Exercise instructions —
Count how many lines in the listing below contain the string "train", treating uppercase and lowercase as different, and reply with that number alone.
* start Records to use *
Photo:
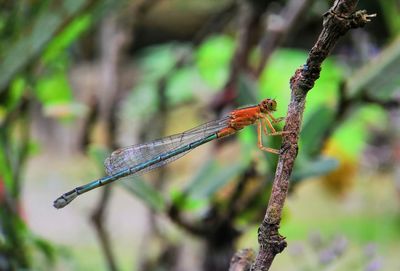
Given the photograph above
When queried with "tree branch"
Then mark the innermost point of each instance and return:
(337, 21)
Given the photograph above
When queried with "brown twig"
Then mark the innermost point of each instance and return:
(337, 21)
(276, 34)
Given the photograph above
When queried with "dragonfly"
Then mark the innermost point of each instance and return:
(141, 158)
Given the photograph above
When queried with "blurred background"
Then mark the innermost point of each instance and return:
(79, 78)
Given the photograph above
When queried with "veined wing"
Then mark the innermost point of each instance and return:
(131, 156)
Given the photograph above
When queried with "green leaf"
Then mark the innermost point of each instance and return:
(207, 183)
(314, 168)
(60, 43)
(17, 91)
(354, 133)
(314, 129)
(182, 85)
(157, 61)
(141, 189)
(213, 59)
(380, 76)
(37, 35)
(54, 89)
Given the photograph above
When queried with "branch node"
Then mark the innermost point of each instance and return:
(268, 234)
(242, 260)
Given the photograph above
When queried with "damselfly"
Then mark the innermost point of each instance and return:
(141, 158)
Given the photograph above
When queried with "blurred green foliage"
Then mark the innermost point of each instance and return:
(37, 52)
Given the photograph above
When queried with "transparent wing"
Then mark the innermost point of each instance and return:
(131, 156)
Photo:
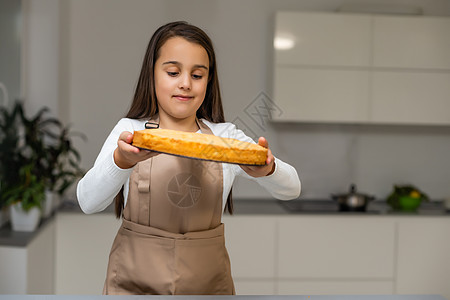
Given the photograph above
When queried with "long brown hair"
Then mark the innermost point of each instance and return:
(144, 104)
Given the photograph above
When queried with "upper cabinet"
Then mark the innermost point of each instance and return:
(322, 39)
(361, 68)
(411, 42)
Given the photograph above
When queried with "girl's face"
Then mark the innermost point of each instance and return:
(181, 78)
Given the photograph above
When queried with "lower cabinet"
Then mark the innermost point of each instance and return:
(335, 287)
(83, 243)
(423, 264)
(30, 269)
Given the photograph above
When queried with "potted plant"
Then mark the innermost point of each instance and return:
(406, 198)
(25, 199)
(36, 154)
(60, 166)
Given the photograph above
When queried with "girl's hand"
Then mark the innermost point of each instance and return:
(126, 155)
(260, 171)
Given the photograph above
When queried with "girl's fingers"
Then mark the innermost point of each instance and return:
(263, 142)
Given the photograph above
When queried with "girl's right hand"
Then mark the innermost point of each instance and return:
(127, 156)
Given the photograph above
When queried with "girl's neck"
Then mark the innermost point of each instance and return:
(188, 124)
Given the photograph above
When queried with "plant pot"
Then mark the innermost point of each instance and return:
(409, 203)
(22, 220)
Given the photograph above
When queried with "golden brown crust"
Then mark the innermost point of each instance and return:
(202, 146)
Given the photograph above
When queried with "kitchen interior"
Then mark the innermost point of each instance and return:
(353, 94)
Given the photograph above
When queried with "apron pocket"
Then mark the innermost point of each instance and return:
(203, 267)
(144, 264)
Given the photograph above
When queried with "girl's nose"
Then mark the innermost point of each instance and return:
(185, 82)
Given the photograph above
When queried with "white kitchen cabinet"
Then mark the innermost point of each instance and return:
(424, 256)
(322, 95)
(411, 42)
(30, 269)
(336, 247)
(395, 70)
(322, 39)
(411, 98)
(254, 286)
(83, 244)
(334, 287)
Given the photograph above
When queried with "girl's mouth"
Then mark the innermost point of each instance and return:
(183, 97)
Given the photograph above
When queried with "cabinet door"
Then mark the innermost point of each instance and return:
(83, 244)
(329, 247)
(330, 287)
(323, 39)
(412, 42)
(251, 246)
(423, 265)
(411, 98)
(321, 95)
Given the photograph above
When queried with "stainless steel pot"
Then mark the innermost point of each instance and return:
(353, 201)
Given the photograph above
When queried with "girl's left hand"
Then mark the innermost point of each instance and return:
(260, 171)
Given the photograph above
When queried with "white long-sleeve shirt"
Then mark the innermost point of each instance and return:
(97, 189)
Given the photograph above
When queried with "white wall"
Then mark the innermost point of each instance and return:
(102, 45)
(41, 55)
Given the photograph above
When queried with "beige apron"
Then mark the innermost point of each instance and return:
(172, 240)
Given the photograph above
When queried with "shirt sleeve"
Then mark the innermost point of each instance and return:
(283, 183)
(97, 189)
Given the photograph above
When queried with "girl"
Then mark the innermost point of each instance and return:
(167, 245)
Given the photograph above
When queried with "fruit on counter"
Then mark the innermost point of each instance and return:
(406, 197)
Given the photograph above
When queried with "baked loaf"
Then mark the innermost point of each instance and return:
(202, 146)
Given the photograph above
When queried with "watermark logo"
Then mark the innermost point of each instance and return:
(262, 109)
(184, 190)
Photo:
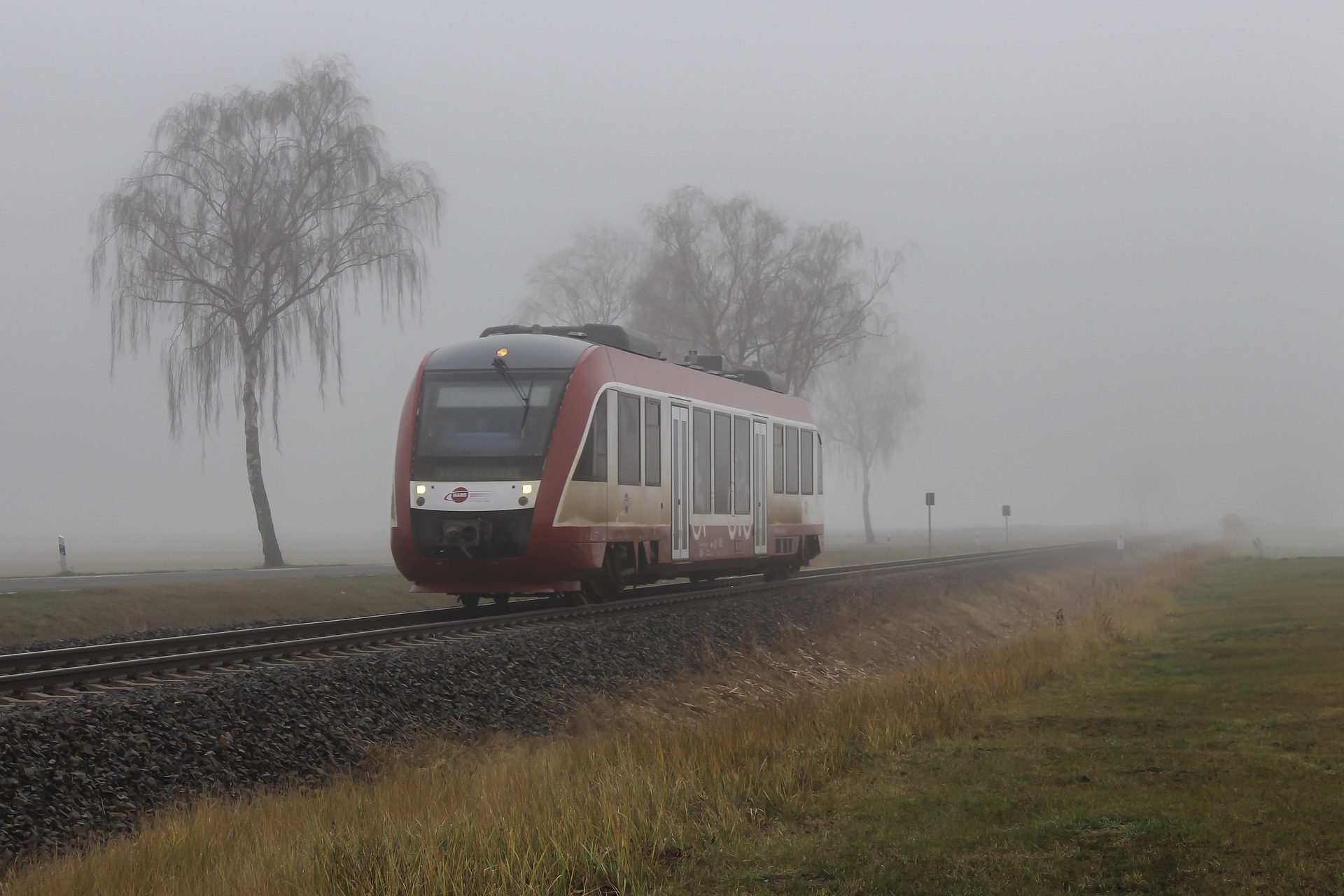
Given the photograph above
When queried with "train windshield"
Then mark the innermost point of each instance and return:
(486, 426)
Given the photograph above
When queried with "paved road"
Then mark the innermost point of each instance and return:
(71, 582)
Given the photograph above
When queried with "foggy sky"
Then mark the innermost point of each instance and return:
(1128, 222)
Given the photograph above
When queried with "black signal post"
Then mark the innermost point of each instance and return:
(929, 504)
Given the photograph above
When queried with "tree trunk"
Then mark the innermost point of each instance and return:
(867, 519)
(252, 437)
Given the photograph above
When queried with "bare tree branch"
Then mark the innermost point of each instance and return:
(245, 226)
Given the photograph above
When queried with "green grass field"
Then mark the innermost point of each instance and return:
(1206, 760)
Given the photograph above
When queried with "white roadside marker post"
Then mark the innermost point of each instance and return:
(929, 504)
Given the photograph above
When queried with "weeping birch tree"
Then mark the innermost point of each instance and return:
(246, 226)
(866, 403)
(589, 281)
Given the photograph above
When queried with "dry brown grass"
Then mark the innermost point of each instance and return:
(608, 806)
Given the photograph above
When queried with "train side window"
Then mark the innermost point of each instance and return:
(592, 466)
(790, 460)
(820, 466)
(806, 445)
(626, 438)
(741, 465)
(652, 441)
(701, 457)
(778, 458)
(722, 464)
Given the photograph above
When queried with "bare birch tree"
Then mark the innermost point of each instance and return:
(866, 405)
(590, 281)
(248, 222)
(714, 270)
(733, 279)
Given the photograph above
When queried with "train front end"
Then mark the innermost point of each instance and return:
(473, 496)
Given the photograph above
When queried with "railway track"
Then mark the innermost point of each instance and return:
(70, 671)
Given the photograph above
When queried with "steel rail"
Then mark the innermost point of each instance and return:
(43, 671)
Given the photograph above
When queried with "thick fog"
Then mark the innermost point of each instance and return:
(1128, 220)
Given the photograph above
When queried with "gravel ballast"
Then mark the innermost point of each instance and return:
(71, 769)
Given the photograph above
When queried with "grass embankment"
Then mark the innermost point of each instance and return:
(1203, 761)
(48, 615)
(628, 806)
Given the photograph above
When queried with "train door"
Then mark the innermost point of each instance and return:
(680, 480)
(760, 481)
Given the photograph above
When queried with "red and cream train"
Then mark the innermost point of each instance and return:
(574, 461)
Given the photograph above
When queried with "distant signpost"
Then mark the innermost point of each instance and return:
(929, 504)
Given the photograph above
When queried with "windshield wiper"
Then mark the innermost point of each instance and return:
(526, 398)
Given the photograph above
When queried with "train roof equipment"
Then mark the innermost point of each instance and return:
(636, 343)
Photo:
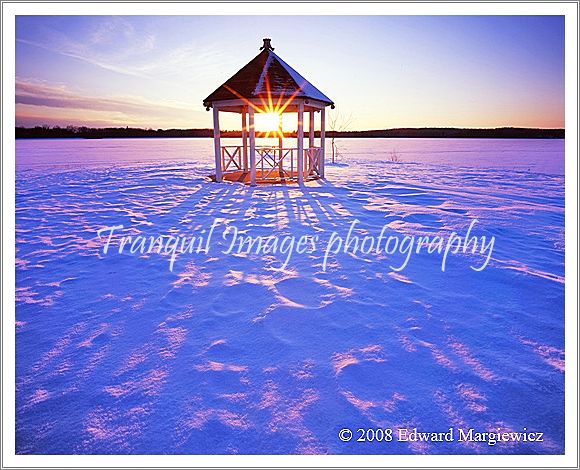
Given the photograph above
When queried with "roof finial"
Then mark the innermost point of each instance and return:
(267, 46)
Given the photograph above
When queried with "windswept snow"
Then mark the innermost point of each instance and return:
(231, 354)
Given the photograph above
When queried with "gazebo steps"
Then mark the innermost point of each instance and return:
(273, 178)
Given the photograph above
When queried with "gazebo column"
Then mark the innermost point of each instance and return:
(311, 129)
(244, 140)
(322, 141)
(300, 138)
(252, 146)
(280, 142)
(216, 144)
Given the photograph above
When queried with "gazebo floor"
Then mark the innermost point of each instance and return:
(286, 177)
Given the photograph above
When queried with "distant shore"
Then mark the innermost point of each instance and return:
(72, 132)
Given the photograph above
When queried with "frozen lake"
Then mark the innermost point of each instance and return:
(230, 353)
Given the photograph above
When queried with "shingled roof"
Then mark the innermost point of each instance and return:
(266, 74)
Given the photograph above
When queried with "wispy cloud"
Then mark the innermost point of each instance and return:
(125, 109)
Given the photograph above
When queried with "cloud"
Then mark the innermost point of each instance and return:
(120, 109)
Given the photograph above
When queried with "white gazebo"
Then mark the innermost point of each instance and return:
(267, 84)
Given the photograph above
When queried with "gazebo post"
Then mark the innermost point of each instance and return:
(280, 143)
(252, 146)
(322, 141)
(244, 140)
(311, 129)
(216, 144)
(300, 138)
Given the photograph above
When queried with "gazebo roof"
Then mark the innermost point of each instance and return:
(267, 77)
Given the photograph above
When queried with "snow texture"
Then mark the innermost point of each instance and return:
(228, 354)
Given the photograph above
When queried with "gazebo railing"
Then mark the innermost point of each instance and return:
(273, 162)
(232, 158)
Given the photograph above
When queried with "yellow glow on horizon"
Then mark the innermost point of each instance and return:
(267, 122)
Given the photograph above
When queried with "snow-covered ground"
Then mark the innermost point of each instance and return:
(229, 353)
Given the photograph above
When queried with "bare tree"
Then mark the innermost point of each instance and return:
(337, 122)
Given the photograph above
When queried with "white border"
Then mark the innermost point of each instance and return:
(568, 9)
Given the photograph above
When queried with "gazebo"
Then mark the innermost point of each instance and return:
(267, 84)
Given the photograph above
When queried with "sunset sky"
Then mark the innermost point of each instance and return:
(385, 71)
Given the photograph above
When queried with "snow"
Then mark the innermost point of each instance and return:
(231, 354)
* end Records to use *
The output —
6